Exercise brief
Copy out the records in full, word for word, without pictures.

Exercise material

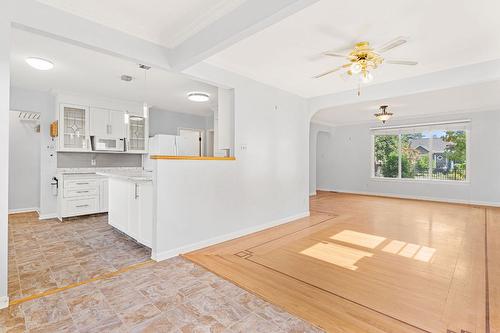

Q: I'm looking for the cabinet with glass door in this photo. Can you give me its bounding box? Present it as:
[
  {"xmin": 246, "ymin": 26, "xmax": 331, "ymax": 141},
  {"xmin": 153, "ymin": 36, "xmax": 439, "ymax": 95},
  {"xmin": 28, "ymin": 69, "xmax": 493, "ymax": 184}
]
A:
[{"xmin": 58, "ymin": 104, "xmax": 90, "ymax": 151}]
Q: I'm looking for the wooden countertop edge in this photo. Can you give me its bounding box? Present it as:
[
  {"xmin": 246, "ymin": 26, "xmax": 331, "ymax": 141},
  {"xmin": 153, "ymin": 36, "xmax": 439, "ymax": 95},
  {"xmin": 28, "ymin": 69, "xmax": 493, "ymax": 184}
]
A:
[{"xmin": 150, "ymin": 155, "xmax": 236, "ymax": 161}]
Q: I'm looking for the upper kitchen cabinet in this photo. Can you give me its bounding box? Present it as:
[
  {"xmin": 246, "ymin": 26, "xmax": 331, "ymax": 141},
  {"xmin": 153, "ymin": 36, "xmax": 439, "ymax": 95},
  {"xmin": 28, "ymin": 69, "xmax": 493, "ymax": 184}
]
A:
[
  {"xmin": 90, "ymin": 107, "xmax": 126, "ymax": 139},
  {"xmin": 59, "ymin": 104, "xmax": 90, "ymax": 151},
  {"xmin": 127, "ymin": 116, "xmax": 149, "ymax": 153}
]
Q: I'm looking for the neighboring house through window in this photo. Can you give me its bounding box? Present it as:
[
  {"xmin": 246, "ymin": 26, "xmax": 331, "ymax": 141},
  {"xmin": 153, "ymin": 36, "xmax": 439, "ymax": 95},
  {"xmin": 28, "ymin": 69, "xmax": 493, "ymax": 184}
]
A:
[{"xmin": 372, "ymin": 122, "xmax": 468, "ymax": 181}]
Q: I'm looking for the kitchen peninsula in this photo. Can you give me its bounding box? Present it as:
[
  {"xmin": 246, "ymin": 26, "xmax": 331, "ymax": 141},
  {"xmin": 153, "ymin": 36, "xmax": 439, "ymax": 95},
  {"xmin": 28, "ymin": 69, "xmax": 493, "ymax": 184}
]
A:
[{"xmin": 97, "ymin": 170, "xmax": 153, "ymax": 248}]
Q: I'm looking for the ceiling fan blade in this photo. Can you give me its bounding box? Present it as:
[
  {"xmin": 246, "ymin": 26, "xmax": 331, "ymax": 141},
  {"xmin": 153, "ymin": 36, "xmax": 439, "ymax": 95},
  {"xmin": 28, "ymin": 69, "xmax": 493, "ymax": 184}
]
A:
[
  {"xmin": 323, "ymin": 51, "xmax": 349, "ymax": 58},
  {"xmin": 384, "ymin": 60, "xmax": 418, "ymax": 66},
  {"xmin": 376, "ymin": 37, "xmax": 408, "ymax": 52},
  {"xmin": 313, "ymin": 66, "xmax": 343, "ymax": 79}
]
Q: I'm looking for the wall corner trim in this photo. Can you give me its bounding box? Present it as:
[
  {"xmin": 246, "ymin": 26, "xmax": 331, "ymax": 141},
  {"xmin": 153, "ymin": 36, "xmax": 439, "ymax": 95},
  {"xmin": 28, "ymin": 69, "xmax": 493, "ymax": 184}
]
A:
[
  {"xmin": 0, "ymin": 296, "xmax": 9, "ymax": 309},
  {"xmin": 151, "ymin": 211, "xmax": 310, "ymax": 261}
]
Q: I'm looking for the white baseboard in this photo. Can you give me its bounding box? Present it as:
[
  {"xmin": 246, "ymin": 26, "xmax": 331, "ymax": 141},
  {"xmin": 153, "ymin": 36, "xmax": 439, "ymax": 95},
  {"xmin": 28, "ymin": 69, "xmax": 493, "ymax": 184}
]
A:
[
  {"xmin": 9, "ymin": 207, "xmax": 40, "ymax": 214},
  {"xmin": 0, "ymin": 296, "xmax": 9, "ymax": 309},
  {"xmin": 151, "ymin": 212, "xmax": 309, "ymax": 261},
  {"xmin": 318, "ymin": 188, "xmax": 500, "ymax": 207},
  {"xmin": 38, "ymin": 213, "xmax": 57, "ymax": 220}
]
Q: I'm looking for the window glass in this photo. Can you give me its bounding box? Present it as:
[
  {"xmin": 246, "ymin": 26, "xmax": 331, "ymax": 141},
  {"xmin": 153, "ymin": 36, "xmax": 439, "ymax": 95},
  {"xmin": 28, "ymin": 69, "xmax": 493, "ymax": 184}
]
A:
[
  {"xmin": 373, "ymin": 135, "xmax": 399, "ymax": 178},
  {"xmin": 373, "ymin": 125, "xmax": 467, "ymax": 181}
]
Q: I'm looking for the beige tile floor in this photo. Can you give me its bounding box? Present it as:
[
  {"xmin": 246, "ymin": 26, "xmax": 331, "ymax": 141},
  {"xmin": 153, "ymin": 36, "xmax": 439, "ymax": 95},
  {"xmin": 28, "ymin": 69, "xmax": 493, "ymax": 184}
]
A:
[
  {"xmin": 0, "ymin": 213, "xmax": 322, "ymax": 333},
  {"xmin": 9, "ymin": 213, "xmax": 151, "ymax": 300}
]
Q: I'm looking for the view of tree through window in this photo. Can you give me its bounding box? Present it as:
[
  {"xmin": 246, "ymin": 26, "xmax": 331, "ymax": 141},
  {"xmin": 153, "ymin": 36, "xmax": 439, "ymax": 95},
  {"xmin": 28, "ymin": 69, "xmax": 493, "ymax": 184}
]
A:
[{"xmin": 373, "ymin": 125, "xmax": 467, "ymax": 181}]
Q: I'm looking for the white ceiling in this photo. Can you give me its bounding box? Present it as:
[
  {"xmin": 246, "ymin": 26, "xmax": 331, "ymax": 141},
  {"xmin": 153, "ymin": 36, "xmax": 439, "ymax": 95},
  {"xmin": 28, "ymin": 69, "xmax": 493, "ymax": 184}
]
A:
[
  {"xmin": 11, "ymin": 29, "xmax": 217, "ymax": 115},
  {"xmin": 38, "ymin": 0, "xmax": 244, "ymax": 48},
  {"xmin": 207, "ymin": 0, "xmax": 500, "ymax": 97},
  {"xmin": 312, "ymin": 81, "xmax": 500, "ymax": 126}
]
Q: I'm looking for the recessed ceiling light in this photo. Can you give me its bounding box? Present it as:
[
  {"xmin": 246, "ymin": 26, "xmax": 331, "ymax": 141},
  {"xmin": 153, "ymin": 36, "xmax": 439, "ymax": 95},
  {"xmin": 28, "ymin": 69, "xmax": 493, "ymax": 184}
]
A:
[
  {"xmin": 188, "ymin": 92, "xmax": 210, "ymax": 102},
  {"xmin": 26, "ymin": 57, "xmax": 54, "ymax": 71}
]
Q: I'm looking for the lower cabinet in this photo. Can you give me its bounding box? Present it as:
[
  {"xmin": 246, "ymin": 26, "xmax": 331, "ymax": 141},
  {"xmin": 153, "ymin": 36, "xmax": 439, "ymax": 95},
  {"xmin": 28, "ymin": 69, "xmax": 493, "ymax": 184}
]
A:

Answer for the task
Q: I'm looking for the cabinet with glass door in this photo. Can you give me its bounding box? Present it as:
[
  {"xmin": 246, "ymin": 26, "xmax": 331, "ymax": 141},
  {"xmin": 153, "ymin": 36, "xmax": 439, "ymax": 95},
  {"xmin": 28, "ymin": 69, "xmax": 493, "ymax": 184}
]
A:
[{"xmin": 58, "ymin": 104, "xmax": 90, "ymax": 151}]
Q: I'm looking for the wooden countertop edge in this photo. Can you give me its bounding box? Present it as:
[
  {"xmin": 246, "ymin": 26, "xmax": 331, "ymax": 141},
  {"xmin": 153, "ymin": 36, "xmax": 439, "ymax": 95},
  {"xmin": 28, "ymin": 69, "xmax": 493, "ymax": 184}
]
A:
[{"xmin": 150, "ymin": 155, "xmax": 236, "ymax": 161}]
Q: I'm looking for the upper kitchen cabinet in this photo. Can you give me its bounding box? Present it as:
[
  {"xmin": 246, "ymin": 26, "xmax": 331, "ymax": 141},
  {"xmin": 153, "ymin": 36, "xmax": 439, "ymax": 95},
  {"xmin": 28, "ymin": 69, "xmax": 493, "ymax": 184}
]
A:
[
  {"xmin": 90, "ymin": 107, "xmax": 126, "ymax": 139},
  {"xmin": 59, "ymin": 104, "xmax": 90, "ymax": 151},
  {"xmin": 127, "ymin": 116, "xmax": 149, "ymax": 153}
]
Q: I'm looking for the neighboring house through window in this photo. Can you give me its bounding box? Present it as:
[
  {"xmin": 246, "ymin": 26, "xmax": 331, "ymax": 141},
  {"xmin": 153, "ymin": 36, "xmax": 439, "ymax": 95},
  {"xmin": 28, "ymin": 69, "xmax": 493, "ymax": 184}
]
A:
[{"xmin": 372, "ymin": 122, "xmax": 468, "ymax": 181}]
Q: I'm looking for the kitchen peninsula in this photo. Can you give me its bounding box? Present it as:
[
  {"xmin": 246, "ymin": 26, "xmax": 331, "ymax": 141},
  {"xmin": 153, "ymin": 36, "xmax": 439, "ymax": 95},
  {"xmin": 28, "ymin": 69, "xmax": 493, "ymax": 184}
]
A:
[{"xmin": 97, "ymin": 170, "xmax": 153, "ymax": 248}]
Q: I'm looking for the ceiling fan blade in this photo. Can you give me its bounding box? Present it as:
[
  {"xmin": 246, "ymin": 26, "xmax": 331, "ymax": 141},
  {"xmin": 153, "ymin": 36, "xmax": 439, "ymax": 95},
  {"xmin": 28, "ymin": 69, "xmax": 493, "ymax": 184}
]
A:
[
  {"xmin": 323, "ymin": 51, "xmax": 349, "ymax": 58},
  {"xmin": 384, "ymin": 60, "xmax": 418, "ymax": 66},
  {"xmin": 376, "ymin": 37, "xmax": 408, "ymax": 52},
  {"xmin": 313, "ymin": 66, "xmax": 343, "ymax": 79}
]
Q: I'm looking for the wall corner trim in this photo. Can you give me its bounding box? Present it as:
[
  {"xmin": 246, "ymin": 26, "xmax": 331, "ymax": 141},
  {"xmin": 153, "ymin": 36, "xmax": 439, "ymax": 95},
  {"xmin": 28, "ymin": 69, "xmax": 493, "ymax": 184}
]
A:
[
  {"xmin": 0, "ymin": 296, "xmax": 9, "ymax": 309},
  {"xmin": 151, "ymin": 211, "xmax": 310, "ymax": 261}
]
Q: I'm looking for the white baseboard in this photo. Can you give me its bounding box? Present it as:
[
  {"xmin": 246, "ymin": 26, "xmax": 331, "ymax": 141},
  {"xmin": 153, "ymin": 36, "xmax": 439, "ymax": 95},
  {"xmin": 28, "ymin": 69, "xmax": 493, "ymax": 184}
]
A:
[
  {"xmin": 9, "ymin": 207, "xmax": 40, "ymax": 214},
  {"xmin": 0, "ymin": 296, "xmax": 9, "ymax": 309},
  {"xmin": 151, "ymin": 212, "xmax": 309, "ymax": 261},
  {"xmin": 318, "ymin": 188, "xmax": 500, "ymax": 207},
  {"xmin": 38, "ymin": 213, "xmax": 57, "ymax": 220}
]
Q: I'm looking for the window glass in this photo. Can you give me its bounding box? Present it as:
[
  {"xmin": 246, "ymin": 26, "xmax": 331, "ymax": 141},
  {"xmin": 153, "ymin": 36, "xmax": 439, "ymax": 95},
  {"xmin": 28, "ymin": 69, "xmax": 493, "ymax": 184}
]
A:
[
  {"xmin": 373, "ymin": 135, "xmax": 399, "ymax": 178},
  {"xmin": 373, "ymin": 125, "xmax": 467, "ymax": 181}
]
Q: I'm looking for the beige tile floor in this photo. Can you give me its bounding box? Present it as:
[
  {"xmin": 246, "ymin": 26, "xmax": 331, "ymax": 141},
  {"xmin": 153, "ymin": 36, "xmax": 439, "ymax": 95},
  {"xmin": 28, "ymin": 69, "xmax": 493, "ymax": 184}
]
A:
[
  {"xmin": 0, "ymin": 213, "xmax": 322, "ymax": 333},
  {"xmin": 9, "ymin": 213, "xmax": 151, "ymax": 300}
]
Q: I'm looking for the view of tree through window in this photo. Can you give me its bounding box? Present it as:
[
  {"xmin": 246, "ymin": 26, "xmax": 331, "ymax": 141},
  {"xmin": 153, "ymin": 36, "xmax": 439, "ymax": 95},
  {"xmin": 28, "ymin": 69, "xmax": 493, "ymax": 184}
]
A:
[{"xmin": 373, "ymin": 125, "xmax": 467, "ymax": 181}]
Q: I'm looking for the white ceiling in this photo. Can you give me its bounding box? Present it as:
[
  {"xmin": 246, "ymin": 26, "xmax": 331, "ymax": 141},
  {"xmin": 153, "ymin": 36, "xmax": 439, "ymax": 95},
  {"xmin": 28, "ymin": 69, "xmax": 493, "ymax": 184}
]
A:
[
  {"xmin": 11, "ymin": 29, "xmax": 217, "ymax": 115},
  {"xmin": 38, "ymin": 0, "xmax": 244, "ymax": 48},
  {"xmin": 207, "ymin": 0, "xmax": 500, "ymax": 97},
  {"xmin": 312, "ymin": 81, "xmax": 500, "ymax": 126}
]
Q: I'm looking for the recessed ceiling light in this photo. Can you give me its bounding box? Present it as:
[
  {"xmin": 246, "ymin": 26, "xmax": 331, "ymax": 141},
  {"xmin": 153, "ymin": 36, "xmax": 439, "ymax": 95},
  {"xmin": 28, "ymin": 69, "xmax": 493, "ymax": 184}
]
A:
[
  {"xmin": 188, "ymin": 92, "xmax": 210, "ymax": 102},
  {"xmin": 26, "ymin": 57, "xmax": 54, "ymax": 71}
]
Q: I'm looking for the lower cabinet in this photo. Can you give me its bounding box? Present it as:
[
  {"xmin": 246, "ymin": 26, "xmax": 331, "ymax": 141},
  {"xmin": 153, "ymin": 36, "xmax": 439, "ymax": 95},
  {"xmin": 28, "ymin": 69, "xmax": 493, "ymax": 184}
]
A:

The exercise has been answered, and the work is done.